- _EXERCISE AIM_
Render the records below as a JSON list of strings, with one string for each line and blank lines left out.

--- start EXERCISE INPUTS ---

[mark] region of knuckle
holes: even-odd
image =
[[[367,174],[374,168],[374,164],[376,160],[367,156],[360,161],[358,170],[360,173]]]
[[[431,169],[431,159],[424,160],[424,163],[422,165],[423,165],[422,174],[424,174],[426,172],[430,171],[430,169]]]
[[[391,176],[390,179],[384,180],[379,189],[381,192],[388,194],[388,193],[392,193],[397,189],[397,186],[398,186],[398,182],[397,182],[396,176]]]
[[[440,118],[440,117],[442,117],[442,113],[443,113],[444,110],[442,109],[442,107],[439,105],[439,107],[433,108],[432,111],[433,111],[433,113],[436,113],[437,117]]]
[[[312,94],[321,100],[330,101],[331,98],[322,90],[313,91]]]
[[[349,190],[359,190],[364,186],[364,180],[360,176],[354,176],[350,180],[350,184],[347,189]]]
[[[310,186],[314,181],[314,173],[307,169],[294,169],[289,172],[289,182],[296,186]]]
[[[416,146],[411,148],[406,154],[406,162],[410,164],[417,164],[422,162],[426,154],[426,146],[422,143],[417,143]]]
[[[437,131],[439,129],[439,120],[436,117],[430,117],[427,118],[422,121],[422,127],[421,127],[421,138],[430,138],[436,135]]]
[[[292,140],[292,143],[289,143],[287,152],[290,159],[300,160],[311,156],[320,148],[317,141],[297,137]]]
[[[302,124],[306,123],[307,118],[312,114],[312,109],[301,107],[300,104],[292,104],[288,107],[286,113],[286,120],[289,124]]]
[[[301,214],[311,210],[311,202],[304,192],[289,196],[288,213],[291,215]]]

--- end EXERCISE INPUTS ---

- _RESPONSE TO THIS EXERCISE_
[
  "[mark] region of knuckle",
  "holes: even-odd",
  "image =",
  "[[[367,174],[374,168],[374,164],[376,160],[367,156],[360,161],[358,170],[360,173]]]",
  "[[[431,169],[431,159],[424,160],[424,163],[422,165],[423,165],[422,174],[424,174],[426,172],[430,171],[430,169]]]",
  "[[[391,176],[390,179],[384,180],[379,189],[381,192],[388,194],[388,193],[392,193],[397,189],[397,186],[398,186],[398,182],[397,182],[396,176]]]",
  "[[[440,118],[440,117],[442,117],[442,113],[443,113],[444,110],[442,109],[442,107],[439,105],[439,107],[433,108],[432,111],[433,111],[433,113],[436,113],[437,117]]]",
  "[[[312,94],[321,100],[330,101],[331,98],[322,90],[313,91]]]",
  "[[[349,190],[359,190],[364,186],[364,180],[360,176],[354,176],[350,180],[350,184],[347,189]]]",
  "[[[310,186],[314,181],[314,173],[307,169],[294,169],[289,172],[289,182],[296,186]]]",
  "[[[416,146],[411,148],[406,154],[406,162],[410,164],[417,164],[422,162],[426,154],[426,146],[422,143],[417,143]]]",
  "[[[437,131],[439,129],[439,120],[436,117],[430,117],[427,118],[422,121],[422,127],[421,127],[421,138],[430,138],[436,135]]]",
  "[[[292,140],[292,143],[289,143],[287,152],[290,159],[300,160],[311,156],[320,148],[317,141],[297,137]]]",
  "[[[302,124],[306,123],[307,118],[312,114],[312,109],[301,107],[300,104],[292,104],[288,107],[286,113],[286,120],[289,124]]]",
  "[[[301,214],[311,210],[311,202],[304,192],[289,196],[288,213],[291,215]]]"
]